■ **Supplied material**
:::::

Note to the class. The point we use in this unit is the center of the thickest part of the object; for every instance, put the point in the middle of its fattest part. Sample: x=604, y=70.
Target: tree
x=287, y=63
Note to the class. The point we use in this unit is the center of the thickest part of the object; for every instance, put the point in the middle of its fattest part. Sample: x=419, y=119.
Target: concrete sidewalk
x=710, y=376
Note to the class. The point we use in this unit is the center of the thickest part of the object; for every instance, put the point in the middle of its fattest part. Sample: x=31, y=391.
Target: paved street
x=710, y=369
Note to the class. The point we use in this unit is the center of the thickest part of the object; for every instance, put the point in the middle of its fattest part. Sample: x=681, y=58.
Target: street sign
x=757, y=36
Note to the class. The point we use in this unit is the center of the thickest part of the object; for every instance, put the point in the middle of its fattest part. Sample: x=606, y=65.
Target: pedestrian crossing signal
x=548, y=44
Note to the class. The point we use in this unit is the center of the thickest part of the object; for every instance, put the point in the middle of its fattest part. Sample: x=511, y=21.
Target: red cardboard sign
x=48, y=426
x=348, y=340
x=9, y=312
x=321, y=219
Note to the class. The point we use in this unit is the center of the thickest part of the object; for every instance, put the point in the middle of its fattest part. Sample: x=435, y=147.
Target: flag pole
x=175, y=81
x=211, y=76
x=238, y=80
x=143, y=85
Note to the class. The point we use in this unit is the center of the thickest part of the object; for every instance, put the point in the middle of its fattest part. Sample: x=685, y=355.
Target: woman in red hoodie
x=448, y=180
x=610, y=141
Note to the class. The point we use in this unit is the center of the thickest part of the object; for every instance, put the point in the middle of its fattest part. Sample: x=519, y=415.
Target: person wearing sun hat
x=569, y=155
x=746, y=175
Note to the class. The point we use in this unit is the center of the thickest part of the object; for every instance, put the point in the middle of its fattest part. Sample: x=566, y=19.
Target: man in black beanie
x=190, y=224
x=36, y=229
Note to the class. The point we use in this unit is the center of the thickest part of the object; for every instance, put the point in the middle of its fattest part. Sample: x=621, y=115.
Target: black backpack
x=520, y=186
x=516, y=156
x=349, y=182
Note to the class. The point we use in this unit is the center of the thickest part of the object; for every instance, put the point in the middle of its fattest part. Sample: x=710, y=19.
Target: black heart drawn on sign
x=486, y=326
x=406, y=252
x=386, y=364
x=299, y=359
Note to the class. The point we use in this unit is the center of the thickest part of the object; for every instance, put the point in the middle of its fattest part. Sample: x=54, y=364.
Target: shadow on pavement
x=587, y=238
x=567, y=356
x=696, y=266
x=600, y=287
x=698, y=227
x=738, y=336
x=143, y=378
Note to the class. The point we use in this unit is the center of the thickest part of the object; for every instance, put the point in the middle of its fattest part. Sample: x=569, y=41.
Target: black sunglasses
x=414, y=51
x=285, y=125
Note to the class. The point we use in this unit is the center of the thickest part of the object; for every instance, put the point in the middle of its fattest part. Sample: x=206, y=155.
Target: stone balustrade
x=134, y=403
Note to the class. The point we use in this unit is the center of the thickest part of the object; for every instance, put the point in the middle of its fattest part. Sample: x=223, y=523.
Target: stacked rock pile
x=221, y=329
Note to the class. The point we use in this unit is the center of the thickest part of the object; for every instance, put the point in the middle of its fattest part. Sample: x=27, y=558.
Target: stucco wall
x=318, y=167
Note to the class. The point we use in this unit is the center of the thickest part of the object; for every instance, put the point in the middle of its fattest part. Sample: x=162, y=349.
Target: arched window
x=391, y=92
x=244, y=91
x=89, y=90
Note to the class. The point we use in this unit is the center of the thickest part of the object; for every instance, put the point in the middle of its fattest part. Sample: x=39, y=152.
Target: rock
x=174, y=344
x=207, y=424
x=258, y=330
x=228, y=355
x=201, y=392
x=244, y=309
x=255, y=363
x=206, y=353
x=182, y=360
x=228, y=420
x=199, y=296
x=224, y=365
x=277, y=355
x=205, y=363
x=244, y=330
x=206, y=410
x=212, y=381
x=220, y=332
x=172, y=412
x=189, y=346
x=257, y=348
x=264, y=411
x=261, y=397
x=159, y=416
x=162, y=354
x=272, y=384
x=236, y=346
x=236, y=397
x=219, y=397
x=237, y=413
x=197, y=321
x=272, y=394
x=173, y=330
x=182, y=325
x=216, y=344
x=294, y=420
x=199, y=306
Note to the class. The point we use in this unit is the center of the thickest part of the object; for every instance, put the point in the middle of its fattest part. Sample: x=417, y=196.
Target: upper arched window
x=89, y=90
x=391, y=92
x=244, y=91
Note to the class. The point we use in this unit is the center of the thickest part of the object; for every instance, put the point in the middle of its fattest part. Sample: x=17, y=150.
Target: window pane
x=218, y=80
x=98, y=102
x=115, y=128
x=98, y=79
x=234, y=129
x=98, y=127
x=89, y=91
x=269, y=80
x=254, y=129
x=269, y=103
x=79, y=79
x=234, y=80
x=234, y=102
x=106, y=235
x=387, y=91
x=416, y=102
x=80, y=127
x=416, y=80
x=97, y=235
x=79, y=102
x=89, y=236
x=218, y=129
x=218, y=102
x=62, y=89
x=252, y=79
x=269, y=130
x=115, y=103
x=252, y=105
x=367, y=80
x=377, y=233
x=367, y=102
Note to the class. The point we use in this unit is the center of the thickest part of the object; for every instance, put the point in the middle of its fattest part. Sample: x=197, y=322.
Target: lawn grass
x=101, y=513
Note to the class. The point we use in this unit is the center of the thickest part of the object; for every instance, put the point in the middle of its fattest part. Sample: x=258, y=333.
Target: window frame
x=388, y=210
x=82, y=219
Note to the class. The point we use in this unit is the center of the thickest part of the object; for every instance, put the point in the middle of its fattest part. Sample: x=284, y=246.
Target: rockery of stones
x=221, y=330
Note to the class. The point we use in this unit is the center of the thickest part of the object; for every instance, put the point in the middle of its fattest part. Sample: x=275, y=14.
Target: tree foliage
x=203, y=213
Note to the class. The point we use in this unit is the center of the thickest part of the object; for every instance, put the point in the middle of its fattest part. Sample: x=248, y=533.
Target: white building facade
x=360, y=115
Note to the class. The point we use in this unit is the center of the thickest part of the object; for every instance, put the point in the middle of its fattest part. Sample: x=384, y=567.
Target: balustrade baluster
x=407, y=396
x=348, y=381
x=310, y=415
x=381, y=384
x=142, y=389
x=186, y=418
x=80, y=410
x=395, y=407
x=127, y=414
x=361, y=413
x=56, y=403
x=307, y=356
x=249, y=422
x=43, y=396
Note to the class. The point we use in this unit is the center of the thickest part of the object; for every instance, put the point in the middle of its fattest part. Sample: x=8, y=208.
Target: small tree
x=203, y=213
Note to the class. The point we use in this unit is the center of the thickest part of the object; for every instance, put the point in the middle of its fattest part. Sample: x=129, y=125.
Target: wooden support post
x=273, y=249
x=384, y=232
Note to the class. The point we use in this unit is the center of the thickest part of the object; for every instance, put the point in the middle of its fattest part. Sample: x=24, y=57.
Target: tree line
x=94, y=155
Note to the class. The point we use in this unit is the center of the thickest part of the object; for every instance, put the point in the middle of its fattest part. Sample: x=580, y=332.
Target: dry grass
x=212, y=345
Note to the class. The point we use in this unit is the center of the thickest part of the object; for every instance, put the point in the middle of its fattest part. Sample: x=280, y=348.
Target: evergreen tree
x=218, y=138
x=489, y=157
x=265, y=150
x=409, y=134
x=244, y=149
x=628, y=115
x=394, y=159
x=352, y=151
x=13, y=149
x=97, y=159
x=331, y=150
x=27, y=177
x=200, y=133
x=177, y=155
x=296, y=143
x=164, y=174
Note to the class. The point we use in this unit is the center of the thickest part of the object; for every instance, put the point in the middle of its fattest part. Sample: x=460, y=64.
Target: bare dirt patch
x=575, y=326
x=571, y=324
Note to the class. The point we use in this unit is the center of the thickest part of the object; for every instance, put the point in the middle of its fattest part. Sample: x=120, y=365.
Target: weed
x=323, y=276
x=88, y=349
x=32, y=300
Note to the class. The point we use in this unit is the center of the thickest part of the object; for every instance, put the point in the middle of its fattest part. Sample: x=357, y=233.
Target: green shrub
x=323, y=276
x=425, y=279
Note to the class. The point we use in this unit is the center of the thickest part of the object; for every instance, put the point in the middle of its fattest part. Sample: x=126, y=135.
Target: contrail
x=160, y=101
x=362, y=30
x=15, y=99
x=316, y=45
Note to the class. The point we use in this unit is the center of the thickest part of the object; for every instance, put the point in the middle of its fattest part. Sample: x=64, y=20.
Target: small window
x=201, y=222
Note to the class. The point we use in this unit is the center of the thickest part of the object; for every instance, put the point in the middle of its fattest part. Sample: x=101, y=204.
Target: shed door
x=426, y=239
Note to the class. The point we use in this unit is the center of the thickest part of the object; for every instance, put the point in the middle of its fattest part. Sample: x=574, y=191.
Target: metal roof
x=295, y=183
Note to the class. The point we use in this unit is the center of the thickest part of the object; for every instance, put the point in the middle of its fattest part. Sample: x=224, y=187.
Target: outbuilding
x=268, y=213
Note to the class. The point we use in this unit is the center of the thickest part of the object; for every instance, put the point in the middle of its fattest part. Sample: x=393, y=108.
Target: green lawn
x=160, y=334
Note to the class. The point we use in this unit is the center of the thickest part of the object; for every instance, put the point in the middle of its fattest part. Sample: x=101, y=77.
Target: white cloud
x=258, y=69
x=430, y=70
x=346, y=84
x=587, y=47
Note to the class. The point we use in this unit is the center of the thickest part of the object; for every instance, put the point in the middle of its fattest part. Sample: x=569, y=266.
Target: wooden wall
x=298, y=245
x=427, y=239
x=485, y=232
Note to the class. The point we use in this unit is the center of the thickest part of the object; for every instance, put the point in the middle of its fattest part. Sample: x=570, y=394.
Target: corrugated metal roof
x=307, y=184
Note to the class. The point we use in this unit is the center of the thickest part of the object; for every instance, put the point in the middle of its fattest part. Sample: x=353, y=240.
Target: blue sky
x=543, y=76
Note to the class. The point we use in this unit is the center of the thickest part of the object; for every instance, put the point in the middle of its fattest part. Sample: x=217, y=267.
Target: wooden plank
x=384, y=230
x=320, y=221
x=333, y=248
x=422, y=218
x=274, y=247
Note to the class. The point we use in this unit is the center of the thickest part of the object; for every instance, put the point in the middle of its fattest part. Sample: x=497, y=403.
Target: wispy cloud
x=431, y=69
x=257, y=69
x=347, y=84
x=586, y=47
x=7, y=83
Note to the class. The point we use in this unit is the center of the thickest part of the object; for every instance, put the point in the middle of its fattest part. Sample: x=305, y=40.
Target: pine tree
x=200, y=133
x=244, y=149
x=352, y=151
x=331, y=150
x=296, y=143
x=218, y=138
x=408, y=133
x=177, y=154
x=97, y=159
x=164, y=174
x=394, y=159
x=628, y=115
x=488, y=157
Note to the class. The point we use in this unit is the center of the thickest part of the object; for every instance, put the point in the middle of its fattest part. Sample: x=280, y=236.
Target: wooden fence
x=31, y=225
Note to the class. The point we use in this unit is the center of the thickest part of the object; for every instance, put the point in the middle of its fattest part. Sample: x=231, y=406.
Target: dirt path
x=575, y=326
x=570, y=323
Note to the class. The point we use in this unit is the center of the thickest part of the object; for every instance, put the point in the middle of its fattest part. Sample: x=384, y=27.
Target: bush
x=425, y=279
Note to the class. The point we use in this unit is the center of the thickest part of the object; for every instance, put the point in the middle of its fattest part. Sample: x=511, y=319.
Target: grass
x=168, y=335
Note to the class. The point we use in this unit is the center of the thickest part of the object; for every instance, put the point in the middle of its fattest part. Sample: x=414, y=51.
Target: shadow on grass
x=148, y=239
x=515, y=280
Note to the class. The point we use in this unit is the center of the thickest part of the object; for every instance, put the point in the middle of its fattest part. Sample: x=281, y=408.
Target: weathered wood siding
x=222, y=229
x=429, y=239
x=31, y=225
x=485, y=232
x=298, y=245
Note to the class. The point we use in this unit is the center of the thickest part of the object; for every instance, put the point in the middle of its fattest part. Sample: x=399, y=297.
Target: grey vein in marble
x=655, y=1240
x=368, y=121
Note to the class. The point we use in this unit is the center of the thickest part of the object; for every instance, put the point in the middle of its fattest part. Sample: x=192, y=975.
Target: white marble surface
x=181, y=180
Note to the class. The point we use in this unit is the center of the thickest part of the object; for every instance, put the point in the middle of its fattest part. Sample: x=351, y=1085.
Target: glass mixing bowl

:::::

■ **Challenge**
Copy the data word for word, beginning at the line that has "Sample: x=681, y=58." and stopping after the line that has "x=746, y=175".

■ **Solution**
Note to the class. The point we use in this unit is the center of the thickest part of the object; for every instance, put the point in the middle of its fattest part. Sample: x=681, y=58.
Target: street sign
x=757, y=36
Note to the class. The point we use in this unit is the center of the thickest part of the object; for every instance, put the point in the middle of its fattest part. Sample: x=606, y=65.
Target: pedestrian crossing signal
x=548, y=44
Note to the class. The point we use in this unit is the center of the thickest part of the object; for every instance, put the point in the middle of its fattest part. Sample: x=511, y=21.
Target: red cardboard sign
x=48, y=426
x=348, y=340
x=9, y=312
x=321, y=219
Note to the class. The point we use in this unit is the center of the thickest part of the object; for every instance, put the point in the middle of its fattest part. Sample: x=435, y=147.
Target: flag pole
x=175, y=81
x=211, y=76
x=238, y=80
x=143, y=85
Note to the class. The point we use in this unit is the center of the thickest part of the object; for every instance, put the point in the middle of its fattest part. Sample: x=685, y=355.
Target: woman in red hoodie
x=448, y=180
x=610, y=141
Note to the class. The point we use in this unit is the center of the thickest part of the object; for every instance, put the point in the middle of its fattest part. Sample: x=519, y=415.
Target: person wearing sun hat
x=569, y=155
x=746, y=175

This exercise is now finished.